Activity:
Nothing but the text of the records belongs in your answer: repeat all of it exactly and leave out the images.

(Stored entries)
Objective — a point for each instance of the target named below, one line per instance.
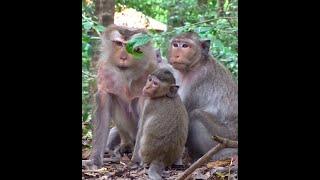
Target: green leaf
(99, 28)
(134, 43)
(87, 25)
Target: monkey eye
(175, 44)
(138, 50)
(155, 83)
(118, 43)
(185, 45)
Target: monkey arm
(135, 155)
(101, 128)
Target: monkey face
(121, 58)
(182, 53)
(152, 86)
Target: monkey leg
(100, 130)
(178, 164)
(202, 127)
(155, 170)
(113, 139)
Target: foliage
(135, 43)
(203, 18)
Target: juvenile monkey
(209, 93)
(120, 80)
(163, 124)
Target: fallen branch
(229, 143)
(223, 143)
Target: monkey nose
(123, 57)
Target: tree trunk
(174, 19)
(105, 11)
(220, 8)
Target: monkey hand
(125, 148)
(88, 164)
(91, 165)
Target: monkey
(114, 137)
(209, 93)
(120, 79)
(163, 124)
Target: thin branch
(223, 143)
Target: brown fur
(120, 80)
(209, 93)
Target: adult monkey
(121, 78)
(209, 93)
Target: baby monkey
(163, 124)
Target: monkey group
(160, 108)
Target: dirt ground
(213, 170)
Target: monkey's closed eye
(118, 43)
(155, 83)
(138, 50)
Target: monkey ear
(173, 91)
(205, 45)
(158, 53)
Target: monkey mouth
(123, 67)
(178, 65)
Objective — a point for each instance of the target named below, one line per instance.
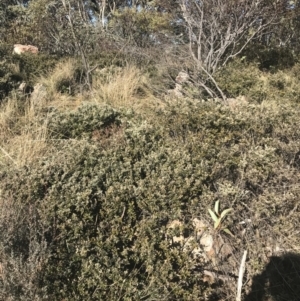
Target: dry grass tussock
(123, 87)
(63, 73)
(22, 137)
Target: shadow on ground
(280, 280)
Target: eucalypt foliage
(218, 218)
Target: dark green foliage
(103, 210)
(82, 122)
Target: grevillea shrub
(91, 217)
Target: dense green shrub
(82, 122)
(102, 212)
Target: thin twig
(241, 275)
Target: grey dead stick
(241, 275)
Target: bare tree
(218, 30)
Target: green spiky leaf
(217, 223)
(226, 211)
(228, 232)
(217, 205)
(213, 215)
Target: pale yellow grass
(63, 71)
(22, 138)
(123, 87)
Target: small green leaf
(217, 223)
(217, 203)
(228, 232)
(213, 216)
(225, 212)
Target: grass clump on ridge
(94, 206)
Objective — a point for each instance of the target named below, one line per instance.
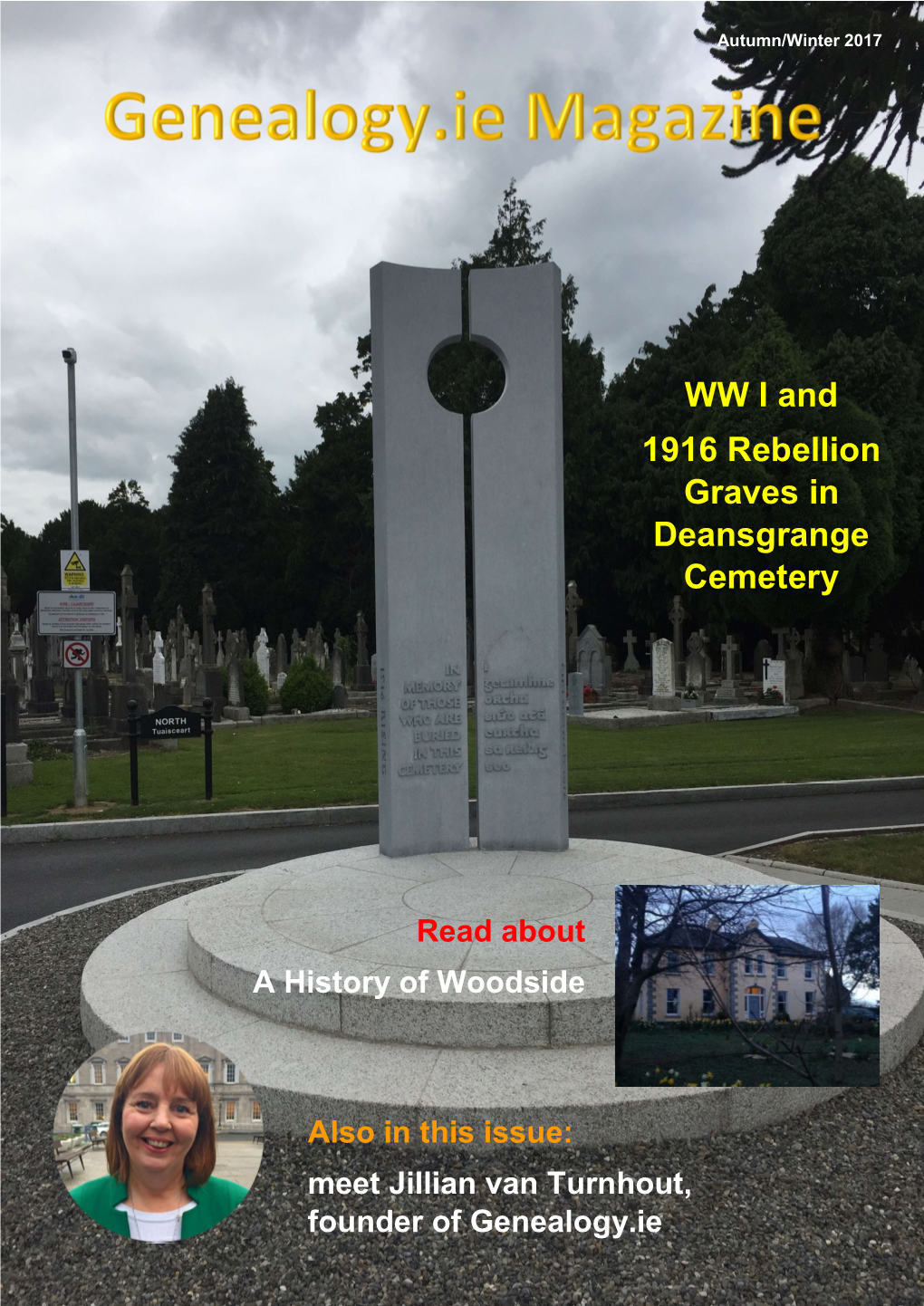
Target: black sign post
(133, 748)
(168, 724)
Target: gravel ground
(825, 1210)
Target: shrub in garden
(306, 688)
(254, 687)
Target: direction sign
(77, 655)
(74, 568)
(170, 724)
(91, 613)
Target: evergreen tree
(222, 522)
(858, 88)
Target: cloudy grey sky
(171, 265)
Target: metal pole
(133, 748)
(82, 791)
(207, 727)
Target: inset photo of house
(746, 984)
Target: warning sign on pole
(74, 568)
(77, 655)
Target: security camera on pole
(80, 786)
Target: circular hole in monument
(466, 378)
(207, 1114)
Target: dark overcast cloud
(170, 266)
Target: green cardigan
(215, 1200)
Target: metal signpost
(80, 786)
(168, 724)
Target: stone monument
(663, 677)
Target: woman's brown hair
(179, 1072)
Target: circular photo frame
(159, 1137)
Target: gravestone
(362, 671)
(591, 658)
(236, 708)
(762, 650)
(573, 601)
(729, 690)
(773, 676)
(319, 647)
(518, 550)
(631, 662)
(337, 659)
(17, 658)
(159, 661)
(130, 686)
(147, 648)
(42, 700)
(663, 677)
(697, 676)
(678, 614)
(11, 690)
(794, 667)
(781, 632)
(159, 667)
(419, 568)
(262, 655)
(96, 685)
(877, 662)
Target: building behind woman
(161, 1154)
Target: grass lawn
(693, 1052)
(313, 764)
(891, 857)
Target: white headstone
(663, 673)
(159, 662)
(774, 676)
(262, 655)
(419, 567)
(518, 549)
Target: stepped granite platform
(544, 1058)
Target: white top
(154, 1225)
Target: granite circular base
(531, 1060)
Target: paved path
(43, 878)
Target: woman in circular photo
(161, 1152)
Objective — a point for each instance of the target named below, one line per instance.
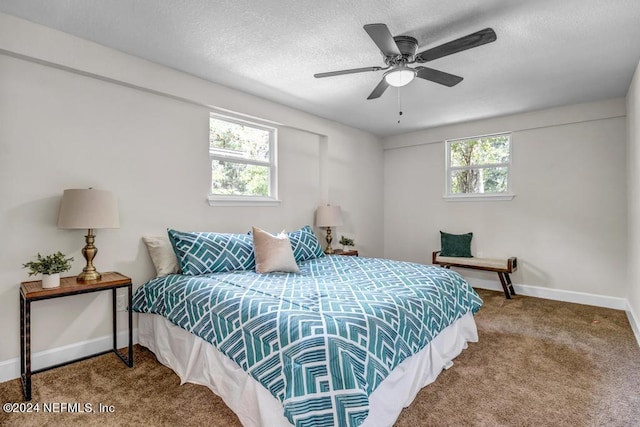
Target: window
(243, 161)
(478, 167)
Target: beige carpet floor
(538, 363)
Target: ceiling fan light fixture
(400, 76)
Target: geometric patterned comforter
(320, 340)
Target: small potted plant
(346, 243)
(50, 267)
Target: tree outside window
(242, 159)
(478, 165)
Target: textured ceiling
(548, 52)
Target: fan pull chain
(399, 105)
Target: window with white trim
(479, 167)
(243, 161)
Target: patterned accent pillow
(206, 252)
(456, 245)
(305, 244)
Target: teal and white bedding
(320, 340)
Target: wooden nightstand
(32, 291)
(352, 252)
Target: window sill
(242, 201)
(478, 197)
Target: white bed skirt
(198, 362)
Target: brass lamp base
(89, 272)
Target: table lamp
(328, 216)
(88, 209)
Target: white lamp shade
(328, 216)
(88, 208)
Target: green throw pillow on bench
(457, 245)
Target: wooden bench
(501, 266)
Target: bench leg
(506, 275)
(503, 282)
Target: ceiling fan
(400, 51)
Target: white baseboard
(634, 320)
(555, 294)
(10, 369)
(567, 296)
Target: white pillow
(162, 255)
(273, 253)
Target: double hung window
(479, 167)
(243, 160)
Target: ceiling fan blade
(438, 76)
(379, 90)
(351, 71)
(463, 43)
(381, 36)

Your response:
Objective — a point for each instance of the target named below, one line per instance.
Target: green leaf
(99, 28)
(134, 43)
(87, 25)
Target: monkey eye
(175, 44)
(138, 50)
(155, 83)
(118, 43)
(185, 45)
Target: monkey arm
(135, 155)
(101, 128)
Target: monkey face
(121, 58)
(182, 53)
(152, 86)
Target: monkey leg
(100, 130)
(178, 164)
(202, 127)
(155, 170)
(113, 139)
Target: foliage
(135, 43)
(203, 18)
Target: juvenile monkey
(209, 93)
(120, 80)
(163, 124)
Target: fallen branch
(229, 143)
(223, 143)
Target: monkey nose
(123, 57)
Target: tree trunk
(174, 19)
(105, 11)
(220, 8)
Target: monkey hand
(125, 148)
(88, 164)
(91, 165)
Target: monkey
(114, 137)
(209, 93)
(120, 79)
(163, 124)
Target: thin branch
(223, 143)
Target: brown fur
(120, 80)
(209, 93)
Target: adult monkey
(121, 78)
(209, 93)
Target: baby monkey
(163, 124)
Target: monkey group
(160, 108)
Target: dirt ground
(213, 170)
Target: monkey's closed eye
(118, 43)
(155, 83)
(138, 50)
Target: monkey ear
(173, 91)
(205, 45)
(158, 53)
Target: monkey mouth
(123, 67)
(178, 65)
Objective — a point for each instance of the target named below, one line per instance.
Target: dry grass tussock
(123, 87)
(63, 73)
(22, 137)
Target: shadow on ground
(280, 280)
Target: eucalypt foliage
(218, 218)
Target: dark green foliage
(103, 210)
(82, 122)
Target: grevillea shrub
(91, 217)
Target: dense green shrub
(82, 122)
(102, 212)
Target: thin twig
(241, 275)
Target: grey dead stick
(241, 275)
Target: bare tree
(218, 30)
Target: green spiky leaf
(217, 223)
(226, 211)
(228, 232)
(217, 205)
(213, 215)
Target: pale yellow grass
(63, 71)
(22, 138)
(123, 87)
Target: small green leaf
(217, 223)
(217, 203)
(228, 232)
(213, 216)
(225, 212)
Target: grass clump on ridge
(94, 206)
Objective — a point for each instance of the target named below, one line per instance.
Target: black sign post
(133, 748)
(168, 724)
Target: gravel ground
(825, 1210)
Target: shrub in garden
(306, 688)
(254, 687)
Target: direction sign
(77, 655)
(74, 568)
(170, 724)
(91, 613)
Target: evergreen tree
(222, 522)
(858, 88)
Target: cloudy grey sky
(171, 265)
Target: metal pole
(133, 748)
(82, 791)
(207, 727)
Target: inset photo of house
(746, 984)
Target: warning sign on pole
(74, 568)
(77, 655)
Target: security camera on pole
(80, 786)
Target: circular hole in monument
(466, 378)
(207, 1114)
Target: dark overcast cloud
(170, 266)
Target: green cardigan
(215, 1200)
Target: metal signpost
(80, 786)
(168, 724)
Target: stone monument
(663, 677)
Target: woman's brown hair
(179, 1072)
Target: circular photo frame
(159, 1137)
Target: gravestone
(362, 671)
(591, 658)
(236, 708)
(762, 650)
(573, 601)
(729, 690)
(773, 676)
(319, 647)
(518, 550)
(631, 662)
(337, 659)
(17, 658)
(159, 661)
(130, 686)
(147, 648)
(42, 700)
(663, 677)
(697, 676)
(678, 614)
(11, 690)
(794, 667)
(781, 632)
(159, 667)
(419, 568)
(262, 655)
(96, 685)
(877, 662)
Target: building behind woman
(161, 1154)
Target: grass lawn
(693, 1052)
(313, 764)
(891, 857)
Target: white headstone
(663, 673)
(159, 662)
(774, 676)
(262, 655)
(419, 567)
(518, 549)
Target: stepped granite platform
(544, 1058)
Target: white top
(154, 1225)
Target: granite circular base
(531, 1060)
Target: paved path
(43, 878)
Target: woman in circular photo
(161, 1152)
Objective — a point for each instance of the target named below, one line per instance.
Target: window
(243, 161)
(478, 167)
Target: beige carpet floor
(538, 363)
Target: ceiling fan light fixture
(400, 76)
Target: geometric patterned comforter
(320, 340)
Target: small potted plant
(346, 243)
(50, 267)
Target: tree outside window
(242, 159)
(478, 165)
Target: textured ceiling
(548, 52)
Target: fan pull chain
(399, 105)
Target: window with white trim
(479, 167)
(243, 161)
Target: patterned accent pillow
(206, 252)
(456, 245)
(305, 244)
Target: teal and white bedding
(320, 340)
Target: wooden nightstand
(32, 291)
(352, 252)
Target: window sill
(242, 201)
(478, 197)
Target: white bed skirt
(198, 362)
Target: brass lamp base
(89, 272)
Target: table lamp
(328, 216)
(88, 209)
Target: white lamp shade
(328, 216)
(88, 208)
Target: green throw pillow on bench
(457, 245)
Target: wooden bench
(501, 266)
Target: bench leg
(506, 275)
(503, 282)
Target: ceiling fan
(400, 51)
Target: white baseboard
(634, 320)
(555, 294)
(10, 369)
(567, 296)
Target: white pillow
(162, 255)
(273, 253)
Target: double hung window
(479, 167)
(243, 160)
Target: ceiling fan blade
(438, 76)
(379, 90)
(351, 71)
(463, 43)
(381, 36)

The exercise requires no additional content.